§ **Text segment**:
I am indexing and searching with lucene.net, the only problem I am having with my code is that it does not find any hits when searching for "mvc2"(it seems to work with all the other words I search), I have tried a different analyzer(see comments by analyzer) and older lucene code, here is my index and search code, I would really appreciate if someone can show me where I am going wrong with this, Thanks.
////Indexing code
public void DoIndexing(string CvContent)
{
//state the file location of the index
const string indexFileLocation = #"C:\RecruitmentIndexer\IndexedCVs";
//if directory does not exist, create it, and create new index for it.
//if directory does exist, do not create directory, do not create new //index(add field to previous index).
bool creatNewDirectory; //to pass into lucene GetDirectory
bool createNewIndex; //to pass into lucene indexWriter
if (!Directory.Exists(indexFileLocation))
{
creatNewDirectory = true;
createNewIndex = true;
}
else
{
creatNewDirectory = false;
createNewIndex = false;
}
Lucene.Net.Store.Directory dir =
Lucene.Net.Store.FSDirectory.GetDirectory(indexFileLocation, creatNewDirectory);//creates if true
//create an analyzer to process the text
Lucene.Net.Analysis.Analyzer analyzer = new
Lucene.Net.Analysis.SimpleAnalyzer(); //this analyzer gets all //hits exept mvc2
//Lucene.Net.Analysis.Standard.StandardAnalyzer(); //this leaves out sql once //and mvc2 once
//create the index writer with the directory and analyzer defined.
Lucene.Net.Index.IndexWriter indexWriter = new
Lucene.Net.Index.IndexWriter(dir, analyzer,
/*true to create a new index*/ createNewIndex);
//create a document, add in a single field
Lucene.Net.Documents.Document doc = new
Lucene.Net.Documents.Document();
Lucene.Net.Documents.Field fldContent =
new Lucene.Net.Documents.Field("content",
CvContent,//"This is some text to search by indexing",
Lucene.Net.Documents.Field.Store.YES,
Lucene.Net.Documents.Field.Index.ANALYZED,
Lucene.Net.Documents.Field.TermVector.YES);
doc.Add(fldContent);
//write the document to the index
indexWriter.AddDocument(doc);
//optimize and close the writer
indexWriter.Optimize();
indexWriter.Close();
}
////search code
private void button2_Click(object sender, EventArgs e)

[Dataset excerpts on object pointing]
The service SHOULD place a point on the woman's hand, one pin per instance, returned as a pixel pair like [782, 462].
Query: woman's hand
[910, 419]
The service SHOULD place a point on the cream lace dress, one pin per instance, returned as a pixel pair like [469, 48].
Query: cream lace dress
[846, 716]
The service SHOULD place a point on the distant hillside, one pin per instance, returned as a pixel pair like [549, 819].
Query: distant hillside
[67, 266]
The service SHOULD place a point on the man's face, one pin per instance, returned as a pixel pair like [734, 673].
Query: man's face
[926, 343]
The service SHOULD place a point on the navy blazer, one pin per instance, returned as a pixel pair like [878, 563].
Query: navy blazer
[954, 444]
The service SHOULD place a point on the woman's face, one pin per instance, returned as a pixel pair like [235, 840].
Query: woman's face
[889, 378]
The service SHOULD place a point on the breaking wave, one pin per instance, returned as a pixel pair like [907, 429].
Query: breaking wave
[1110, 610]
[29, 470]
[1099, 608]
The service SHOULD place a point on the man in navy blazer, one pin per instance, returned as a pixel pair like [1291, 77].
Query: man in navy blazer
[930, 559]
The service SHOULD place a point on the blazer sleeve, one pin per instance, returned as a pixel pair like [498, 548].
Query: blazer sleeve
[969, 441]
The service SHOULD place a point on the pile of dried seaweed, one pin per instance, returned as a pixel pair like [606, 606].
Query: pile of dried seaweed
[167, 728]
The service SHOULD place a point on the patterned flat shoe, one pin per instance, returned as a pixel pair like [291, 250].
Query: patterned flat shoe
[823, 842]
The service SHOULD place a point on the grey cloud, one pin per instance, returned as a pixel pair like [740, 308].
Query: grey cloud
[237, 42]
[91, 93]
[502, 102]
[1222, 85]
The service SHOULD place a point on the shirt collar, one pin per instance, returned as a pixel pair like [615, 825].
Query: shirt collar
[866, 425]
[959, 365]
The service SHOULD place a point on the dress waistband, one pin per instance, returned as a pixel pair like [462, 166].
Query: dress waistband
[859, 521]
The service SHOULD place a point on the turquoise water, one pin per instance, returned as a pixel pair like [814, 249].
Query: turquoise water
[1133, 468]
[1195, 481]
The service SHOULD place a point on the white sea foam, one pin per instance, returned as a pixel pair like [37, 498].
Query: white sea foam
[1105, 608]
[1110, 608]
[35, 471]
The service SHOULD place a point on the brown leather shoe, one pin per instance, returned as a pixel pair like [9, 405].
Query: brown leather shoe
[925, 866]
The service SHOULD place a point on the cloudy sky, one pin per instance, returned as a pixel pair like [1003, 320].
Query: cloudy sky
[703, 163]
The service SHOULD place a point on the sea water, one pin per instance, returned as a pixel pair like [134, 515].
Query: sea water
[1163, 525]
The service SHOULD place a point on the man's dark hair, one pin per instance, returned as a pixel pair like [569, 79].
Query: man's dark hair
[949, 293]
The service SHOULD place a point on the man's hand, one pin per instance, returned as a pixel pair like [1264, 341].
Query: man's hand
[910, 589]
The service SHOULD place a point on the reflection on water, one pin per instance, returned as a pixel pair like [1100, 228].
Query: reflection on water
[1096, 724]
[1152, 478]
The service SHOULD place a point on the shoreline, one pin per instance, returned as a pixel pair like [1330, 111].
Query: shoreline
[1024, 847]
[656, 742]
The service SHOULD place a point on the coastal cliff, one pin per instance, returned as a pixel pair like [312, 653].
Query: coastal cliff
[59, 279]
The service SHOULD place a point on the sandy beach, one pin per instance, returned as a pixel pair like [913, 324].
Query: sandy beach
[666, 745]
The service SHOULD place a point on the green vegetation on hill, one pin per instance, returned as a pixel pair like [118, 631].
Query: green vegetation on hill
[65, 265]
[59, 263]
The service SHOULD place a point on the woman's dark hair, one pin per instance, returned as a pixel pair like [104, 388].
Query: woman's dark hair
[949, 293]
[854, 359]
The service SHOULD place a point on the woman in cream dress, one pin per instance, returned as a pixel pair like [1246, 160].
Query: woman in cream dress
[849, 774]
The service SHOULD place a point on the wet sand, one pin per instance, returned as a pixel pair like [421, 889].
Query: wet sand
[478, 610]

§ **Task 1**:
Answer these questions using the Lucene.net post:
(a) Which search term returns no hits?
(b) What folder path does the code set as the index file location?
(c) What field name is given to the field added to the document?
§ **Task 2**: Based on the Lucene.net post, explain why the code sets both creatNewDirectory and createNewIndex to true in one case and false in the other.
§ **Task 3**: List every method the Lucene.net post calls on the indexWriter object.

§ **Right answer 1**:
(a) "mvc2"
(b) C:\RecruitmentIndexer\IndexedCVs
(c) "content"

§ **Right answer 2**: If the index directory does not exist, the code must create it and build a new index, so both flags are true. If the directory already exists, the code neither creates a directory nor starts a new index and instead adds to the previous index, so both flags are false.

§ **Right answer 3**: AddDocument, Optimize, Close